**問題 1**
地籍調査に関する提示文について、次の(a)〜(c)が本文と一致するかを「はい」または「いいえ」で答え、判断の根拠となる本文の語句をそのまま引用してください。(a) 地籍調査は1951年に始まった。(b) 2023年度末時点の地籍調査の進捗率は、全国平均で90%を越えている。(c) 登記所備付地図は、G空間情報センターにおいて有料で公開されている。
**問題 2**
地籍調査についての文章を、提示されている最後の一文の後から引き継いで書き進めてください。

**提示文**
地籍調査がスタートしたのは、第二次世界大戦後の1951年。戦争で疲弊した日本を再建するために、限りある国土を有効活用できるように整備しようとして始まりました。 しかし、細かく分割された土地が多い都市部、足場の悪い土地が多い山村部など、スムーズに進まない地域も多く、2023年度末時点での進捗率は全国平均で53%(『全国の地籍調査の実施状況』国土交通省)。地域によっても大きく異なり、北海道、東北、九州では90%を越える県もあるのに対し、関東、中部、北陸、近畿は大半が40%未満です(下表参照)。開始から70年以上経過しても未だ多くの未調査地区が残る中で、近年は調査の加速化が重要な課題となっています。 なお、お住まいの地域の地籍調査実施状況は『地籍調査状況マップ』(国土交通省)から確認することができます。  

地籍調査は安全&安心な社会実現のカギ

地籍調査が必要とされる主な理由は、次の5点です。
特に近年は、毎年のように自然災害による深刻な被害があり、南海トラフ地震、首都直下地震の発生も高い確率で予測されていますから、万一の際のスムーズな復旧のためにも調査の加速化が望まれています。また、正確な緯度経度情報を有している地籍調査の成果はオープンデータ(※)として様々なサービスの情報基盤として活用されています。
※登記所備付地図がG空間情報センターにおいて一般に無償公開中

➀土地取引の円滑化

土地の境界を示す標識

地籍調査により土地に関する情報が正確なものに更新されますから、例えば、お隣との境界をお互いに納得した上で登記情報が更新されます。その結果、土地の境界をめぐるトラブルを未然に防止でき、土地を売買する際にもスムーズに進めることが可能になります。

②迅速な災害復旧・復興

地籍調査を実施していない地域では、被災下で所有者の探索を行わなければならないことに加え、元々の境界が不明確な状況で境界の確認を行う必要があり、復旧・復興事業に着手する前に多くの時間と手間が必要となるケースも(画像はイメージです)。

災害が発生した場合、道路の復旧、上下水道等のライフライン施設の復旧、住宅の再建などが急務となります。地籍調査が実施されていた場合は、土地の境界を示す杭が無くなったり、移動したりしてしまった場合であっても、地籍調査の成果を使って、土地の所有者に連絡を取ったり、現地に元の境界を復元することが可能となり、迅速な復旧・復興につながります。

③社会資本整備・まちづくりの円滑化

都市開発等の活性化にも地籍調査は重要な役割を果たす。

道路整備、都市空間を再構築する市街地再開発事業、宅地建設等の民間開発事業などを進めていく際にも、地籍調査により境界が明確になっていれば用地取得等をスムーズに進めることができ、円滑に事業が実施できます。

④適切な森林の管理

適切な森林整備のために地籍調査は重要。

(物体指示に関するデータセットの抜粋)
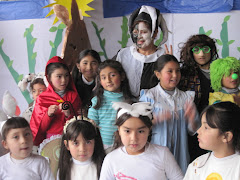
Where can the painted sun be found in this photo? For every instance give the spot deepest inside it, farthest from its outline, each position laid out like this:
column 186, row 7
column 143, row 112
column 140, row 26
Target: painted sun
column 82, row 4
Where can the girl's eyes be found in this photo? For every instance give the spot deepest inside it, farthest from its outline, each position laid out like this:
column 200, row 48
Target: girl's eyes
column 75, row 143
column 27, row 134
column 126, row 131
column 88, row 142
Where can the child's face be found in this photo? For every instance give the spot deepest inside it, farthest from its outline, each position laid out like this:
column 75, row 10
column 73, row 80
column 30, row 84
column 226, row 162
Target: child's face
column 169, row 76
column 19, row 142
column 134, row 135
column 209, row 138
column 38, row 89
column 59, row 79
column 110, row 79
column 88, row 67
column 81, row 149
column 142, row 34
column 229, row 82
column 202, row 58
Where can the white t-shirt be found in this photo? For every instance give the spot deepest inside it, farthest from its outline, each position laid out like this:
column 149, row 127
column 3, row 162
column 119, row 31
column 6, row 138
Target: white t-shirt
column 208, row 166
column 83, row 170
column 155, row 163
column 34, row 167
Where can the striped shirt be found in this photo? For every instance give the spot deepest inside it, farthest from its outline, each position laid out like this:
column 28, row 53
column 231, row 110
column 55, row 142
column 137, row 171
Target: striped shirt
column 105, row 116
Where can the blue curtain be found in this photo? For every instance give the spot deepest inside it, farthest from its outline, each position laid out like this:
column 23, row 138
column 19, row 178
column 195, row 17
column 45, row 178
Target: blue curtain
column 23, row 9
column 116, row 8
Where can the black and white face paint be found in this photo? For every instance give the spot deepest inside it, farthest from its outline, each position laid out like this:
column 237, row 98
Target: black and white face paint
column 141, row 35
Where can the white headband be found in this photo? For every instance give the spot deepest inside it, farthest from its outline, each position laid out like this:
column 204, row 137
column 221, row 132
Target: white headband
column 1, row 125
column 135, row 110
column 79, row 118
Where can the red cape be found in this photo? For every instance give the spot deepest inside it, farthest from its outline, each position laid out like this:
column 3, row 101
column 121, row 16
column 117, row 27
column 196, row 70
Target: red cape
column 41, row 124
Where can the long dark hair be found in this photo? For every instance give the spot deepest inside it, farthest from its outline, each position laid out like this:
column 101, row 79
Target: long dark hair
column 159, row 65
column 82, row 54
column 125, row 88
column 186, row 54
column 225, row 117
column 89, row 132
column 145, row 119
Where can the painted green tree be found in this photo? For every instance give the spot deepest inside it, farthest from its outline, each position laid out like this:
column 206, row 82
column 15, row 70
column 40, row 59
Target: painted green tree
column 30, row 40
column 223, row 41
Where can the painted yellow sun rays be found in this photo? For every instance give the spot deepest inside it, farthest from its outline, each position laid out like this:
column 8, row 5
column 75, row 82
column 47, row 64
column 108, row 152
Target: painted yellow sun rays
column 82, row 4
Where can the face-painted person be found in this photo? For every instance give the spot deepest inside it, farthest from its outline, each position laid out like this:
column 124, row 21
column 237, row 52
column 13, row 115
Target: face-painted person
column 138, row 59
column 196, row 55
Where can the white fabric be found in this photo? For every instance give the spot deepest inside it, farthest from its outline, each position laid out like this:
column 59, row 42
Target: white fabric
column 133, row 63
column 155, row 163
column 135, row 109
column 34, row 167
column 152, row 12
column 227, row 168
column 83, row 170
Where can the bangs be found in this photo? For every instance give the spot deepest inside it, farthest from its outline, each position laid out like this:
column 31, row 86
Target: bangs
column 81, row 126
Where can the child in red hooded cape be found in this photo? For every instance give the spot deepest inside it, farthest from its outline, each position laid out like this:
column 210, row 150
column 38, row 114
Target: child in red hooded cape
column 48, row 117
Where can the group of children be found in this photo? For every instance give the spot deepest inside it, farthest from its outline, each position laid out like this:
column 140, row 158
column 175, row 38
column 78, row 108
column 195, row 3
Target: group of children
column 144, row 140
column 163, row 118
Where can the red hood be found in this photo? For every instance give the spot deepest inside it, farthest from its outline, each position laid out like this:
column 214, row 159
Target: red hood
column 57, row 59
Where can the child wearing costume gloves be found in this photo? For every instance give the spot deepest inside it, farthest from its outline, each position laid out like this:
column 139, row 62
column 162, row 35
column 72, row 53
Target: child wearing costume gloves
column 134, row 157
column 49, row 114
column 20, row 163
column 82, row 151
column 220, row 134
column 224, row 74
column 174, row 111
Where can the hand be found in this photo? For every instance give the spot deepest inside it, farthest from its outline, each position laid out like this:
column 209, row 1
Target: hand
column 66, row 112
column 237, row 100
column 52, row 110
column 168, row 51
column 162, row 116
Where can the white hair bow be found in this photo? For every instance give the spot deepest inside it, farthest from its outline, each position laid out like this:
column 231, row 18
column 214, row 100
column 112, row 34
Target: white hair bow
column 135, row 110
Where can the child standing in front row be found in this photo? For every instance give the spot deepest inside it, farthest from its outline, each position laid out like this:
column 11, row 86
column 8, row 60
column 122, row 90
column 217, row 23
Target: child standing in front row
column 20, row 163
column 49, row 116
column 112, row 86
column 134, row 157
column 219, row 133
column 82, row 151
column 84, row 74
column 174, row 111
column 224, row 75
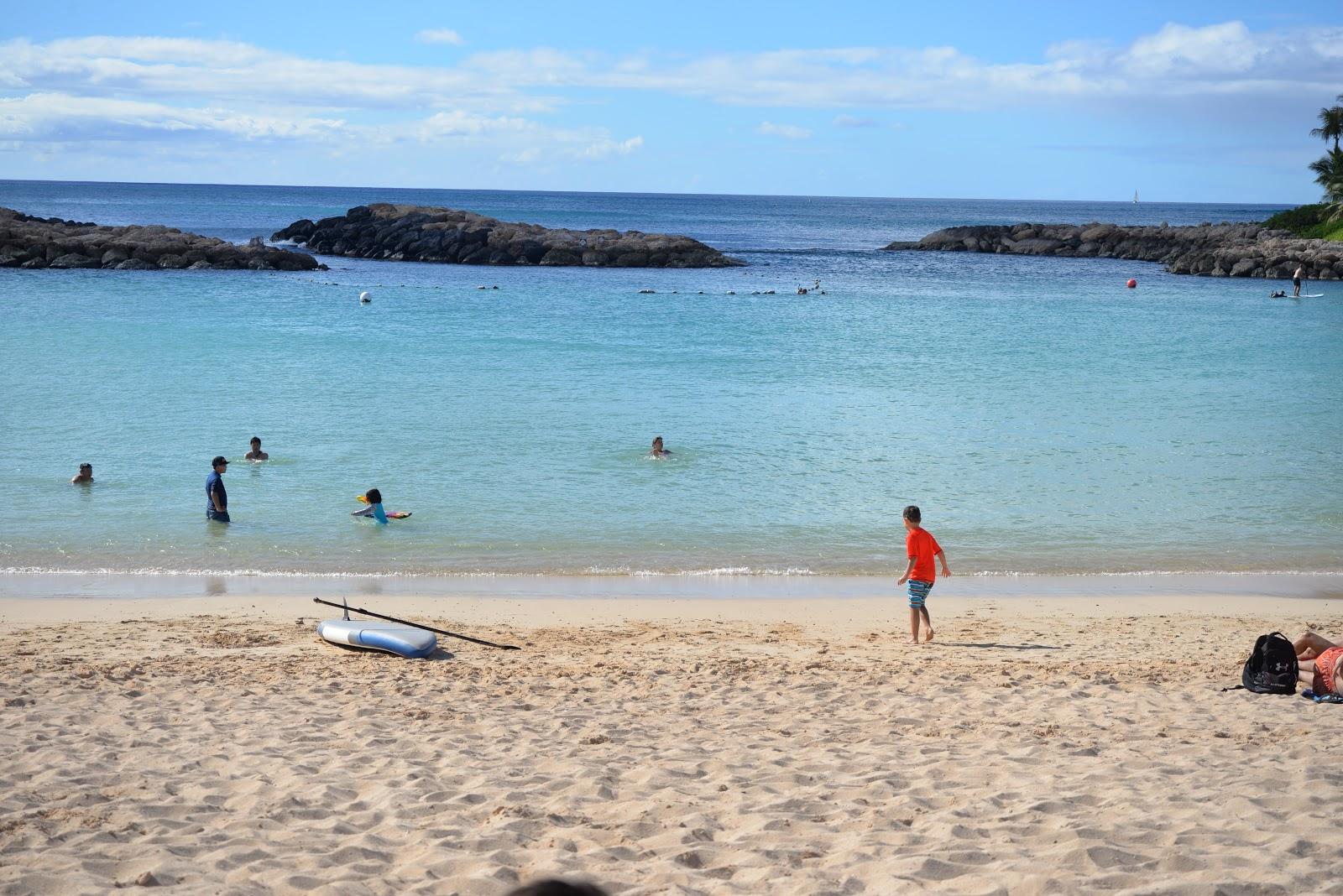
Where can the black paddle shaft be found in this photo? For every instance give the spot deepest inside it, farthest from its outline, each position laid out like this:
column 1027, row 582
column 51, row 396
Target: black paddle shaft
column 427, row 628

**解答結果 1**
(a) はい:「地籍調査がスタートしたのは、第二次世界大戦後の1951年。」
(b) いいえ:「2023年度末時点での進捗率は全国平均で53%」
(c) いいえ:「登記所備付地図がG空間情報センターにおいて一般に無償公開中」

**解答結果 2**
森林は、地球環境の保全、土砂災害の防止、水源のかん養(雨水を吸収・ろ過して貯水したり、河川の流量を調節する働き)など私たちの生活に不可欠な機能を有しています。これらの機能を発揮するには、間伐(過密にならないように一部の樹木を間引くこと)等の森林施業を行う必要があります。森林の境界が明確になっていれば、適時適切な対応をとることができます。

⑤所有者不明土地対策

適切に管理されていない所有者不明の土地(画像はイメージです)。

地籍調査によって土地の所有者や境界等を明確にすることは、適正な土地の利用・管理の基礎データの整備につながることはもちろん、所有者不明の土地の発生を抑制する効果が期待できます。

地籍調査の円滑化に向けて新制度がスタート!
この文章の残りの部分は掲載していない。